# Dataset content start

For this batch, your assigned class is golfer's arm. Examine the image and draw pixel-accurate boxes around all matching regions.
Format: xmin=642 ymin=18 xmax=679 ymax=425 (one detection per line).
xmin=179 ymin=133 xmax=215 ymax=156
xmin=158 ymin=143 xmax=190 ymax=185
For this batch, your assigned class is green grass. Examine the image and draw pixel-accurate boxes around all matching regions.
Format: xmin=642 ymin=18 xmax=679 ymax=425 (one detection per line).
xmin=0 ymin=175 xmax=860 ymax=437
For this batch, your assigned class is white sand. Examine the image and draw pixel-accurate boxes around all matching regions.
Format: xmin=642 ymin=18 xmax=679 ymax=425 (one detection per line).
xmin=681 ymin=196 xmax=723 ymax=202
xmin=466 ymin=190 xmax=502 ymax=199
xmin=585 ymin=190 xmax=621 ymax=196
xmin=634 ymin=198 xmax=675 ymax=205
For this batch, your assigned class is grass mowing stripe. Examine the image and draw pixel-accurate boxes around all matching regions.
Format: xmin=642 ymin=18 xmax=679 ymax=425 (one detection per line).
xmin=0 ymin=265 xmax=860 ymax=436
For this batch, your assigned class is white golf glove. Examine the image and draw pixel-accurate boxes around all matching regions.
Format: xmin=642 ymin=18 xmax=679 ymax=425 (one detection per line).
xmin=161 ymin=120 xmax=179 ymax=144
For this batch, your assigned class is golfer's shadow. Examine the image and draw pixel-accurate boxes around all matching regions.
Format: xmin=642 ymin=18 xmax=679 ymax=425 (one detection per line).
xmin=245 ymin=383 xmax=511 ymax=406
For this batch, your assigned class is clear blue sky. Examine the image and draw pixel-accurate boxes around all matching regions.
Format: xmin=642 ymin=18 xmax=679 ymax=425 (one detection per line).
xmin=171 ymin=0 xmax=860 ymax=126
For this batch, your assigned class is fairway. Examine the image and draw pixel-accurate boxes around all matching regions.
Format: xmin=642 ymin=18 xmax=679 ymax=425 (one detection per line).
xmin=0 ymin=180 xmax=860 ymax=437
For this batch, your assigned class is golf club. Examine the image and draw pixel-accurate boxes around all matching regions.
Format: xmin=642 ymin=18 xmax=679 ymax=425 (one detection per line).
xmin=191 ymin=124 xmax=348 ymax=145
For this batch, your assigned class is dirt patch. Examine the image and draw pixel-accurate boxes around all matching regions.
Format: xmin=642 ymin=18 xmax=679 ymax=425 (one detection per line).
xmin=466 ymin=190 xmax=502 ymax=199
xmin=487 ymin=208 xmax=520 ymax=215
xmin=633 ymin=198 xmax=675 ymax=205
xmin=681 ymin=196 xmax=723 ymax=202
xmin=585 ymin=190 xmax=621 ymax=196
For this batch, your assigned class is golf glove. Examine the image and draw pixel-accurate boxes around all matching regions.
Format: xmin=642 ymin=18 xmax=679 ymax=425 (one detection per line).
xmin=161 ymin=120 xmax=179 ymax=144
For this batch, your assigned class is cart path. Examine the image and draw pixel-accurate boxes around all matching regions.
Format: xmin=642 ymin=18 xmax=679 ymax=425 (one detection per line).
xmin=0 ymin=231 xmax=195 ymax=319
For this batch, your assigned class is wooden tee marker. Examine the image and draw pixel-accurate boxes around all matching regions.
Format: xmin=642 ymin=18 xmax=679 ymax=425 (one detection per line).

# Dataset content end

- **Objective**:
Replace "assigned class" with "target label" in every item above, and leave all other wording unchanged.

- **The completed task**:
For this batch, your target label is golfer's arm. Examine the image and draw pixel-accurate boxes around all matching regions.
Format: xmin=642 ymin=18 xmax=679 ymax=425 (one detection per line).
xmin=179 ymin=133 xmax=215 ymax=156
xmin=158 ymin=143 xmax=190 ymax=185
For this batch, your target label is green grass. Examine the image and draw pixel-accurate boxes around all matching regions.
Format: xmin=642 ymin=18 xmax=679 ymax=425 (one detection per line).
xmin=0 ymin=175 xmax=860 ymax=437
For this batch, your target label is white sand. Examine the image and draw pixel-accurate boxes around all matching regions.
Format: xmin=642 ymin=18 xmax=679 ymax=425 (one detection per line).
xmin=681 ymin=196 xmax=723 ymax=202
xmin=466 ymin=190 xmax=502 ymax=199
xmin=585 ymin=190 xmax=621 ymax=196
xmin=634 ymin=198 xmax=675 ymax=205
For this batch, your target label is grass mowing stripe. Examine the image and draw pixel-accurate boxes around all matching regions.
Format: xmin=642 ymin=18 xmax=679 ymax=425 (one detection per line).
xmin=0 ymin=265 xmax=860 ymax=436
For this batch, your target label is white golf glove. Examine the image and draw pixel-accurate boxes around all matching regions.
Format: xmin=642 ymin=18 xmax=679 ymax=425 (one detection per line).
xmin=161 ymin=120 xmax=179 ymax=144
For this batch, your target label is golfer's shadow. Examine the image and draw pixel-accurate boxes around all matching regions.
Format: xmin=642 ymin=18 xmax=679 ymax=425 (one detection per line).
xmin=245 ymin=383 xmax=511 ymax=406
For this batch, your target label is clear blue sky. Examine the image and draw pixel-accurate boxes around all matching regions.
Format: xmin=642 ymin=18 xmax=679 ymax=425 (one detection per line).
xmin=171 ymin=0 xmax=860 ymax=126
For this batch, your target label is fairway. Examine the image and draw pixel-accurate boxes around all matching regions.
Format: xmin=642 ymin=18 xmax=679 ymax=425 (one detection per line).
xmin=0 ymin=180 xmax=860 ymax=437
For this batch, your target label is golf club. Examine the image and draw pixel-accurate boxes around all matching regions.
Format: xmin=642 ymin=18 xmax=679 ymax=425 (one detection per line).
xmin=191 ymin=124 xmax=348 ymax=145
For this batch, your target label is dirt patch. Examine the image and draw pixel-accurate boxes around all matching regions.
Format: xmin=642 ymin=18 xmax=679 ymax=425 (one detection per line).
xmin=466 ymin=190 xmax=502 ymax=199
xmin=487 ymin=208 xmax=520 ymax=215
xmin=633 ymin=198 xmax=675 ymax=205
xmin=681 ymin=196 xmax=723 ymax=202
xmin=585 ymin=190 xmax=621 ymax=196
For this batch, your target label is golf glove. Examine the image and draw pixel-accurate boxes around all matching regions.
Format: xmin=642 ymin=18 xmax=679 ymax=425 (one detection per line).
xmin=161 ymin=120 xmax=179 ymax=144
For this batch, your target label is cart path. Examine the image and draw pixel-accurate boxes around all matching regions.
Format: xmin=642 ymin=18 xmax=679 ymax=425 (one detection per line).
xmin=0 ymin=231 xmax=195 ymax=319
For this batch, your target label is wooden tee marker. Examine the image and draw pixel-accurate boxes around all matching regions.
Format: xmin=642 ymin=18 xmax=679 ymax=425 (one detection per line).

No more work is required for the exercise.